The main findings of the present study were as follows: (1) a significant strong negative correlation between shoulder flexor strength and sprint, (2) a significant moderate negative correlation between shoulder extensor strength and sprint, (3) no significant correlation between shoulder flexor strength and agility, (4) no significant correlation between shoulder extensor strength and agility, and (5) a multiple linear regression analysis revealed that only shoulder flexor strength significantly had positive correlation with sprint performance and the model explained 50% of the variance in sprint performance.

Discussion

Sprint and shoulder flexor and extensor strength

According to the findings of our study, sprint performance and the strength of the shoulder flexors and extensors have a bidirectional relationship and move in the opposite direction. This typically means that if one increases, the other decreases. One of the most important soccer-related performances is sprinting, which is a complicated activity that requires full-body participation. Although lower limb strength is the most important predictor of sprint performance, the contribution of trunk and upper limb muscles cannot be overlooked [35,36]. Several researchers have examined the link between lower-body strength and sprint performance, and results have shown that stronger athletes perform better in sprints [12,15,36]. This may be explained by the fact that peak ground response forces and impulses are important predictors of sprint performance [37-40].

According to one study, arm swing is a characteristic of sprint running, with the arms functioning in a contralateral manner and the legs driving the body in a horizontal direction [41]. Arm-leg motions must be synchronized to achieve high acceleration and maximum speed. Another study showed that the arm-swinging movement increases the velocity by creating an enhanced push in the direction of advancement, which is especially important during the start and acceleration phases [42]. According to Miller et al., inhibiting arm swing can modify numerous lower limb biomechanics and kinematics [43]. According to one study, running (7-12 km/hour) boosts the activation of shoulder muscles 2-3 times more than walking at 5 km/hour [44]. Research on healthy females using electromyography found that active upper limb effort enhanced muscle activity in the passive lower limbs relative to passive upper limb effort [45]. Similarly, higher muscle activity in the passive upper limbs occurred during active lower limb effort than during passive lower limb effort, indicating a bidirectional impact [45]. Another study concluded that if the arms were absent but the trunk was still present, a person could run but only at a substantially decreased speed, because the trunk's moment of inertia about the vertical axis would be too minor to generate the angular momentum needed to balance the legs at these speeds of running, even if it vigorously twisted back and forth [46]. Furthermore, the arms can contribute up to 10% of the total vertical propulsive forces that an athlete can apply to the ground, emphasizing the need for effective arm motion [46-48]. In a study by Macadam et al., the body is upright during the maximal velocity phase of sprint running. The upper limb contributes to the overall vertical propulsive force delivered to the ground during sprinting, as in soccer [7]. A successful arm swing begins at the shoulder and includes flexion and extension movements corresponding to flexion and extension movements at the ipsilateral shoulder and hip [7]. In addition, Macadam et al. observed that the arms appear to counteract the rotational momentum of the legs while running, implying that the arms may also play an important role during the sprint start and early acceleration phases [7].

(Records from a data collection)

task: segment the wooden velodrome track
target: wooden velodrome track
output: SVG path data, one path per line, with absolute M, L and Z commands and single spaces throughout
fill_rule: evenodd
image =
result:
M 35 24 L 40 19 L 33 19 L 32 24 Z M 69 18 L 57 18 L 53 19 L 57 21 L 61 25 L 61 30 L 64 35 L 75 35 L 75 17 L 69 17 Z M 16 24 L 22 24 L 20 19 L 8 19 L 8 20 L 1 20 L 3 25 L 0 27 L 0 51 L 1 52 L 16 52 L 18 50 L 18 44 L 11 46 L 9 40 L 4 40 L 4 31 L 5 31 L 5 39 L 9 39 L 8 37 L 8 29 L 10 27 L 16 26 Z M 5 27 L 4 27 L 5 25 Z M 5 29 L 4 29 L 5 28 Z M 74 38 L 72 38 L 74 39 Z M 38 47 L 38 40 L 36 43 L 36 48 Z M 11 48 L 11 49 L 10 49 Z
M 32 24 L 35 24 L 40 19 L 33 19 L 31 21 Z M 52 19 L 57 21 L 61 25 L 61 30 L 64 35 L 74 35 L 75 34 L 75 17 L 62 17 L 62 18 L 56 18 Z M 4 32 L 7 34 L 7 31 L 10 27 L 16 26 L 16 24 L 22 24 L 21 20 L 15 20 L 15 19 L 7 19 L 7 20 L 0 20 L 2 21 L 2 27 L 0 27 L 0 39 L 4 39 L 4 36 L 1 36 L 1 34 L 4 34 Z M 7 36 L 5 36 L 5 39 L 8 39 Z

Your assignment
Reproduce the passage on shoulder strength and sprinting above word for word, starting at "According to the" and ending at "sprint performance [37-40].".

Problem solution
According to the findings of our study, sprint performance and the strength of the shoulder flexors and extensors have a bidirectional relationship and move in the opposite direction. This typically means that if one increases, the other decreases. One of the most important soccer-related performances is sprinting, which is a complicated activity that requires full-body participation. Although lower limb strength is the most important predictor of sprint performance, the contribution of trunk and upper limb muscles cannot be overlooked [35,36]. Several researchers have examined the link between lower-body strength and sprint performance, and results have shown that stronger athletes perform better in sprints [12,15,36]. This may be explained by the fact that peak ground response forces and impulses are important predictors of sprint performance [37-40].